TASK DIRECTIONS>
Convert every line of the records below into a JSON list of strings, one string per line. Leave out any blank lines.

━━ RECORDS TO USE

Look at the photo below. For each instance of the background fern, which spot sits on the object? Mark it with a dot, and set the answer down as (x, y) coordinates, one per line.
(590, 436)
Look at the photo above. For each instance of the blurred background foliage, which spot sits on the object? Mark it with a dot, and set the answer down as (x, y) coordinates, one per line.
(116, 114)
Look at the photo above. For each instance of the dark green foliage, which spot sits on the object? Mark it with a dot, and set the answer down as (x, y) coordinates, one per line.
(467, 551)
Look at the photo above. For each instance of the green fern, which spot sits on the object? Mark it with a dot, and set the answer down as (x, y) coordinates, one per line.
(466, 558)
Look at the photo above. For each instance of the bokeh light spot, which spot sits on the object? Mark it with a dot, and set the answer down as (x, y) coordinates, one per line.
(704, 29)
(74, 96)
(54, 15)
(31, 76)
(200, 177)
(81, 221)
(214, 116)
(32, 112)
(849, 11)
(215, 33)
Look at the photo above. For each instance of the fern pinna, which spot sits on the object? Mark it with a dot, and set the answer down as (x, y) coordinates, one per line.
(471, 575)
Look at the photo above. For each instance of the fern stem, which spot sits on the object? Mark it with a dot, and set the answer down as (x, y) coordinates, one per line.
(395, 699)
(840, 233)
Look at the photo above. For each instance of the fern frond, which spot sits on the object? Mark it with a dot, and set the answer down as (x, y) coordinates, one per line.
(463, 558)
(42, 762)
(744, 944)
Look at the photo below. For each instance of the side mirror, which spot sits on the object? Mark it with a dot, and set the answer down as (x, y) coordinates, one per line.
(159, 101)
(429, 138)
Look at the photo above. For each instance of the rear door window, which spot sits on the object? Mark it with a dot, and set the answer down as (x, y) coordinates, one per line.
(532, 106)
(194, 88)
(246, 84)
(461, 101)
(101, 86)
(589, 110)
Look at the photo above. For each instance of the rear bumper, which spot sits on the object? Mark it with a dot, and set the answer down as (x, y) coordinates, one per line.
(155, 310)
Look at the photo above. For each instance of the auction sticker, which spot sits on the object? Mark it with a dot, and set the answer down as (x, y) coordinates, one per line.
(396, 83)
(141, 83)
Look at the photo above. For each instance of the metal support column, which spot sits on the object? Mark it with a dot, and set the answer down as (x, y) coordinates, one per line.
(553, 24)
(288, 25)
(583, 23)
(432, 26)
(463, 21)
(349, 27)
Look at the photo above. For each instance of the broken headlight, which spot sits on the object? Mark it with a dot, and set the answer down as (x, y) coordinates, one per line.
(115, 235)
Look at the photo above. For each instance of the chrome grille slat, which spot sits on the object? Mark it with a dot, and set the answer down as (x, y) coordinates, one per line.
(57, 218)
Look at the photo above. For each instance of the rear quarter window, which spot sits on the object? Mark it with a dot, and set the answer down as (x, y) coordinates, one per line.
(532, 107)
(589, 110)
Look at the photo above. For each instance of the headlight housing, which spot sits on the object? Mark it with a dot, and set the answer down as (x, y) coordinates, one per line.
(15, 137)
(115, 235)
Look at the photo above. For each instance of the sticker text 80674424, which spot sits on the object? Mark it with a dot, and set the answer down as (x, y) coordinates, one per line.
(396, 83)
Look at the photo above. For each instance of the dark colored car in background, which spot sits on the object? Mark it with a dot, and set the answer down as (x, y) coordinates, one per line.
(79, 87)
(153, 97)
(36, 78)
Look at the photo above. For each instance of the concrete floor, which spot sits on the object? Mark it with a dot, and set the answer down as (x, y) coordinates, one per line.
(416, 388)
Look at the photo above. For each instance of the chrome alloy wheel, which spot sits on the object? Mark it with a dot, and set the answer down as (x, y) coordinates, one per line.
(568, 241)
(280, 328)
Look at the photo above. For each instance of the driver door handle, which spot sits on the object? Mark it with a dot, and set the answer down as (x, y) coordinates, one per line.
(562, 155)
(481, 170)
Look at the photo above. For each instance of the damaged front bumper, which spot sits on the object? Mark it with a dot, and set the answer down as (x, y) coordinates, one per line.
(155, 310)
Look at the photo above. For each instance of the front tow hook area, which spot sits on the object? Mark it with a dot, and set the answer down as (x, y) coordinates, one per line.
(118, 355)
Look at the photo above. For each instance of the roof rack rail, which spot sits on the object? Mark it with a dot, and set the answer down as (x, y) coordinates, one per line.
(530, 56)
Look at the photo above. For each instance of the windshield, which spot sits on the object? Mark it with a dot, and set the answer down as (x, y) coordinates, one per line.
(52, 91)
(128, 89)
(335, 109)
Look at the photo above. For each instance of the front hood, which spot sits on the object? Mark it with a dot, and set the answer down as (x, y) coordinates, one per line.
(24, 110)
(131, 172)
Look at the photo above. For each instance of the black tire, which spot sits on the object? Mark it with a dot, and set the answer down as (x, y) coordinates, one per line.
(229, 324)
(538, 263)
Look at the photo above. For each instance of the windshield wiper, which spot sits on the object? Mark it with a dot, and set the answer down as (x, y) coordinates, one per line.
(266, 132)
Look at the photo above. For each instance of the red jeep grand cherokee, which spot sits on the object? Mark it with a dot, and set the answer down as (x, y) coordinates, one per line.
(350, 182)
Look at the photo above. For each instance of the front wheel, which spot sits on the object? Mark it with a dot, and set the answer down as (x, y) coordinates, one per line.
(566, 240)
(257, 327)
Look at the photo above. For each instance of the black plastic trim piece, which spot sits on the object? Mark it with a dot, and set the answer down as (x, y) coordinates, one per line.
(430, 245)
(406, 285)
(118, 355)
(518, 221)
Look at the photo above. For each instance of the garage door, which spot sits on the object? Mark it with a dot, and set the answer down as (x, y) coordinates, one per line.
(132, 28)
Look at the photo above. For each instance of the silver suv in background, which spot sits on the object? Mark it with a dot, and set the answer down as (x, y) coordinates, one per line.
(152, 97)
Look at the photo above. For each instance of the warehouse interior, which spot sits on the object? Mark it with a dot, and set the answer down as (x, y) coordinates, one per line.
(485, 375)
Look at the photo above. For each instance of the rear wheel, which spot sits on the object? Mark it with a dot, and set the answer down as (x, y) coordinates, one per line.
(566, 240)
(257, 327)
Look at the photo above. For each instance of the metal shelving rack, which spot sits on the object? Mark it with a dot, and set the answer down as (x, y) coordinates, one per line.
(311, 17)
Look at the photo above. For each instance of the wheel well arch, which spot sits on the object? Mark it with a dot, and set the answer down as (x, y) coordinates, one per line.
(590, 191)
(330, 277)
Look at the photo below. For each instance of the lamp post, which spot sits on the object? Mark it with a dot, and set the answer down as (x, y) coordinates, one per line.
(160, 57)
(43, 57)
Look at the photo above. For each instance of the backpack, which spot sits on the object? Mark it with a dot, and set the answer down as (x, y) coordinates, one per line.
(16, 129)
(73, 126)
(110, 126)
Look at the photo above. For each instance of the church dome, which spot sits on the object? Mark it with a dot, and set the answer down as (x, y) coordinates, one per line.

━━━━

WRITTEN SOLUTION>
[
  "Look at the photo below. For each instance of the background fern, which spot sits on the object? Mark it with a dot, and set the answer down as (x, y) coordinates, one per line.",
  "(590, 436)",
  "Look at the photo above. For each instance of the blurred background foliage, which spot sits on the object? Mark it with a dot, and set the answer down as (x, y) coordinates, one per line.",
  "(116, 114)",
  "Look at the photo above. For each instance of the dark green foliage, which spot sits on the object? Mark it with a dot, and set the answer down as (x, y) coordinates, one per line.",
  "(467, 551)",
  "Look at the photo above. For each instance of the green fern, which spot sits on the object? Mark it with a dot, and set the answer down as (x, y) coordinates, one per line.",
  "(466, 558)",
  "Look at the photo above. For each instance of the bokeh light spot, which spot sits on the object? Mark it with a dot, and set the answer down as (x, y) coordinates, one per line.",
  "(704, 29)",
  "(74, 96)",
  "(54, 15)",
  "(31, 76)",
  "(200, 177)",
  "(81, 221)",
  "(214, 116)",
  "(32, 112)",
  "(849, 11)",
  "(215, 33)",
  "Look at the photo above. For each instance of the fern pinna, which spot sits on the object? Mark it with a dot, and set the answer down as (x, y) coordinates, one per line.",
  "(471, 575)",
  "Look at the photo above. For each instance of the fern stem, which spot sits on the object? Mark it with a dot, and set the answer down as (x, y) coordinates, one per line.",
  "(395, 699)",
  "(840, 233)",
  "Look at the photo above. For each instance of the fern frond, which spot sits on the object? Mark it with a dot, and set the answer down as (x, y) coordinates, one per line.",
  "(463, 558)",
  "(42, 762)",
  "(744, 944)",
  "Look at the photo below. For each instance of the side mirror, which spot sits on the object? Mark it with a dot, and set the answer down as (x, y) coordinates, one per line.",
  "(159, 101)",
  "(429, 138)",
  "Look at the photo above. For each instance of the rear door window, which spot sits on the object? Mark it with a dot, and set the answer down as (x, y) coordinates, one per line.",
  "(532, 106)",
  "(194, 88)",
  "(246, 84)",
  "(461, 101)",
  "(101, 86)",
  "(589, 110)",
  "Look at the photo above. For each instance of the rear bumper, which spot sits on the object? Mark it with a dot, and set the answer down as (x, y) coordinates, one per line.",
  "(155, 310)",
  "Look at the photo above. For each instance of the auction sticker, which spot sits on the object? Mark it with a dot, and set the answer down as (x, y) coordinates, one per line.",
  "(396, 83)",
  "(141, 83)",
  "Look at the photo above. For each instance of the metal support column, which spot sits on the object? Mark it with a dot, and set the answer down as (x, y) coordinates, one per line.",
  "(553, 24)",
  "(288, 25)",
  "(583, 23)",
  "(432, 26)",
  "(463, 21)",
  "(349, 27)",
  "Look at the photo above. For each instance of the broken headlight, which spot sits on the object? Mark it with a dot, and set the answer down as (x, y) coordinates, one per line.",
  "(115, 235)",
  "Look at the photo above. For each instance of the chrome grille slat, which spot sits on the object? Mark it with a dot, and set the answer down as (x, y) coordinates, one per line.",
  "(57, 218)",
  "Look at the photo above. For each instance of the rear quarter window, which spot sits on the object? Mark it with a dot, and set the answer down as (x, y) coordinates, one per line.",
  "(532, 107)",
  "(589, 110)",
  "Look at the photo above. For each instance of the headlight housing, which spot sits on the object? Mark it with a dot, and set the answer down as (x, y) coordinates, one per line.",
  "(15, 137)",
  "(115, 235)",
  "Look at the photo above. For each instance of the sticker text 80674424, which spot sits on the object? Mark it with a dot, and set the answer down as (x, y) coordinates, one per line.",
  "(396, 83)",
  "Look at the photo above. For each instance of the dark colored car in background, which spot sits on the object? Mark it with a dot, and set the answer down as (x, y) coordinates, one per line.",
  "(79, 87)",
  "(153, 97)",
  "(36, 78)",
  "Look at the photo above. For each instance of the concrete floor, which spot sits on the object? Mark it with a dot, and set the answer down as (x, y) coordinates, one per line.",
  "(416, 388)",
  "Look at the photo above. For each instance of the chrome alloy wheel, which spot sits on the object? Mark it with a dot, and set the answer down as (x, y) coordinates, one per line.",
  "(568, 241)",
  "(280, 328)",
  "Look at the photo above. For each instance of the driver door handle, which spot sits on the object? Mark it with a dot, and set the answer down as (x, y) coordinates, one per line.",
  "(562, 155)",
  "(481, 170)",
  "Look at the photo above. For each instance of the damaged front bumper, which spot sits on the object? Mark it with a dot, and set the answer down as (x, y) coordinates, one per line.",
  "(155, 310)",
  "Look at the photo above. For each instance of the front tow hook area, which spot sits on the object? Mark it with a dot, and set the answer down as (x, y) coordinates, one per line.",
  "(118, 355)",
  "Look at the photo above. For each instance of the roof rack rail, which spot sits on the object? Mark it with a dot, and set the answer down as (x, y) coordinates, one per line.",
  "(530, 56)",
  "Look at the photo above. For each instance of the windshield, which spot sits on the object? Mark it with a dot, and set the answer down as (x, y) coordinates, one per line.",
  "(52, 91)",
  "(128, 89)",
  "(335, 109)",
  "Look at the photo above. For each instance of the front hood, which spot sits on the object? Mark it with a dot, and set the answer down as (x, y) coordinates, one per line.",
  "(24, 110)",
  "(131, 172)",
  "Look at the photo above. For each instance of the black tire, which spot sits on the object? Mark it with a dot, and set the answer down as (x, y) coordinates, one per line.",
  "(229, 324)",
  "(538, 263)",
  "Look at the photo above. For each instance of the windshield wiper, which spot sits on the object? Mark it with a dot, and set the answer down as (x, y) coordinates, one per line.",
  "(266, 132)",
  "Look at the photo above. For each instance of the red jeep grand cherokee, which spot sits on the object? Mark it with a dot, and set the answer down as (x, y) coordinates, one per line.",
  "(350, 182)",
  "Look at the photo above. For each instance of the front wheel, which spot sits on the object? Mark it with a dot, and set the answer down as (x, y) coordinates, one per line.",
  "(566, 240)",
  "(257, 327)",
  "Look at the photo above. For each instance of the black plastic trim piece, which spot sits on the object? Mark it with a dot, and set the answer down as (x, y) coordinates, one per line.",
  "(430, 245)",
  "(406, 285)",
  "(118, 355)",
  "(518, 221)",
  "Look at the photo above. For each instance of the garage door, which spot sits on the object? Mark it with a dot, and set the answer down as (x, y) coordinates, one per line.",
  "(132, 28)",
  "Look at the photo above. For each instance of the silver suv in background, which spot sits on the object? Mark it with a dot, and set the answer down as (x, y) coordinates, one per line.",
  "(152, 97)",
  "Look at the photo above. For each instance of the warehouse interior, which spot sits on the object? Mark it with a dot, and set the answer down as (x, y) coordinates, one per line.",
  "(485, 375)",
  "Look at the photo above. For each instance of the rear wheel, which spot sits on the object? Mark it with a dot, and set the answer down as (x, y) coordinates, one per line.",
  "(566, 240)",
  "(257, 327)",
  "Look at the photo above. For each instance of the metal shelving rack, which spot sits on the object? Mark it with a dot, and set the answer down as (x, y) coordinates, one per line.",
  "(311, 17)",
  "Look at the photo above. For each instance of the wheel well arch, which spot sits on the object? Mark it with a dot, and set the answer down as (x, y) coordinates, one per line.",
  "(590, 191)",
  "(330, 277)",
  "Look at the photo below. For each instance of the lamp post, which spot sits on the object? Mark it with a dot, and set the answer down as (x, y) coordinates, one per line.",
  "(160, 57)",
  "(43, 57)",
  "Look at the photo above. For each instance of the backpack, which spot sits on the object? Mark it with a dot, and set the answer down as (x, y) coordinates, one per line.",
  "(16, 129)",
  "(73, 126)",
  "(110, 126)",
  "Look at the photo above. For each instance of the church dome, which spot sits on the object? Mark it with a dot, and set the answer down as (x, y) coordinates, one per line."
]